EXCERPT
----

Font size/weight descriptions between the set text were set Times Pro bold italic, 10 points, and the Header describing the font was set in Helvetica bold, 30pt. What I would do is lay it down in a stacking order of first the positioned type size/weight descriptions, then arranged the type samples to fit between the type size descriptions, with the descriptions floating in a 14pt space between the type sample lines. Finally, at the top, I'd have the name of the font. It took some juggling, but I could get up to six weights on a page. There were a few cuts with more weights, of course, in those instances I would do [font family (cont'd)] page(s) until it was all displayed.

----

SUPPLIED DATA
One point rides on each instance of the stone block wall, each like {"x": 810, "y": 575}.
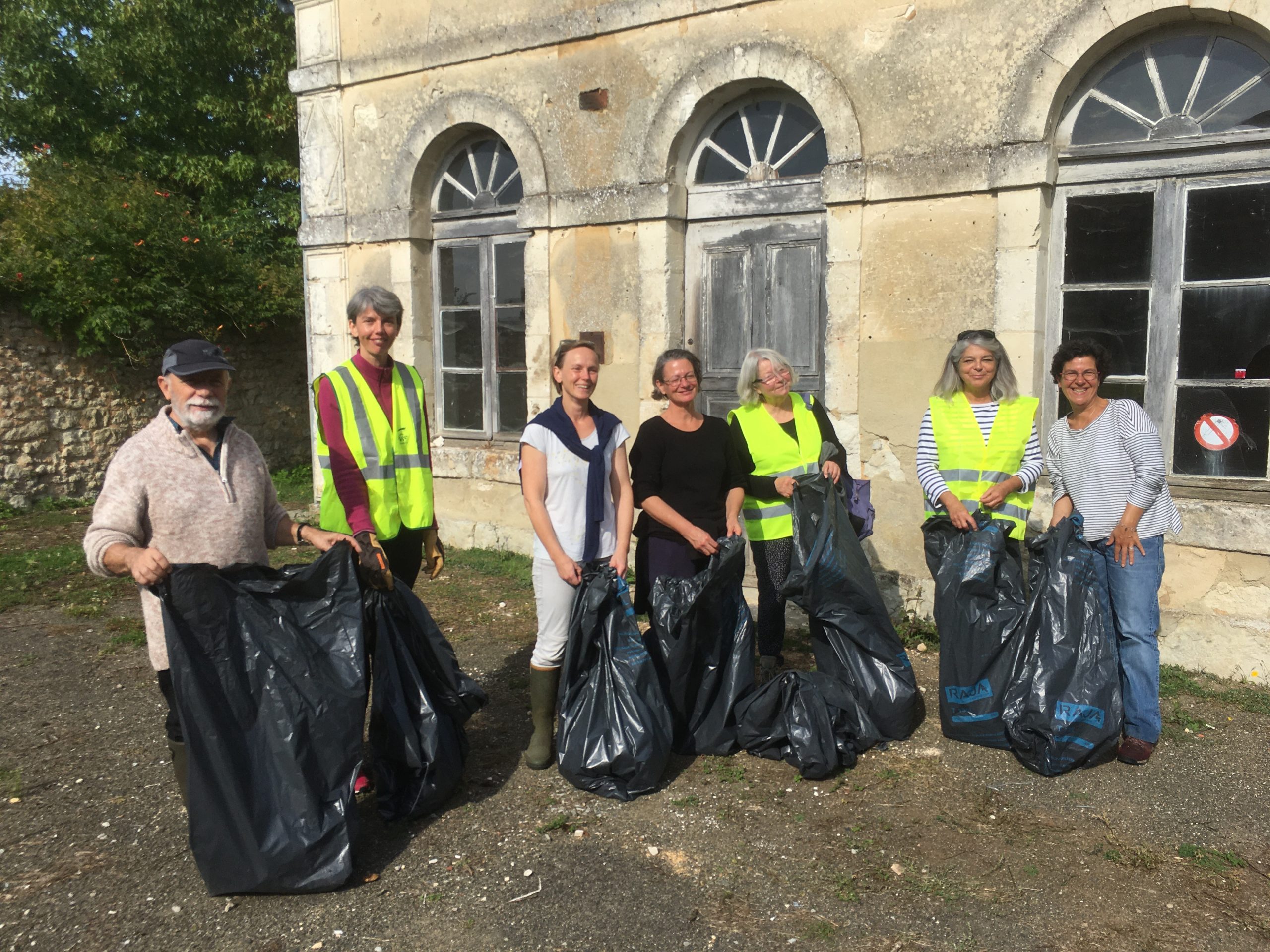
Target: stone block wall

----

TO BE DONE
1 > Answer these questions about the excerpt on laying out type specimen pages, one per line:
(a) In what typeface, style, and size were the font size/weight descriptions set?
(b) How large was the space the descriptions floated in between the type sample lines?
(c) What was the most weights that could fit on one page?
2 > Return everything in the excerpt from "Font size/weight descriptions" down to "was all displayed.", copied without any changes.

SOLUTIONS TO THE PROBLEMS
1 >
(a) Times Pro bold italic, 10 points
(b) 14pt
(c) Six

2 >
Font size/weight descriptions between the set text were set Times Pro bold italic, 10 points, and the Header describing the font was set in Helvetica bold, 30pt. What I would do is lay it down in a stacking order of first the positioned type size/weight descriptions, then arranged the type samples to fit between the type size descriptions, with the descriptions floating in a 14pt space between the type sample lines. Finally, at the top, I'd have the name of the font. It took some juggling, but I could get up to six weights on a page. There were a few cuts with more weights, of course, in those instances I would do [font family (cont'd)] page(s) until it was all displayed.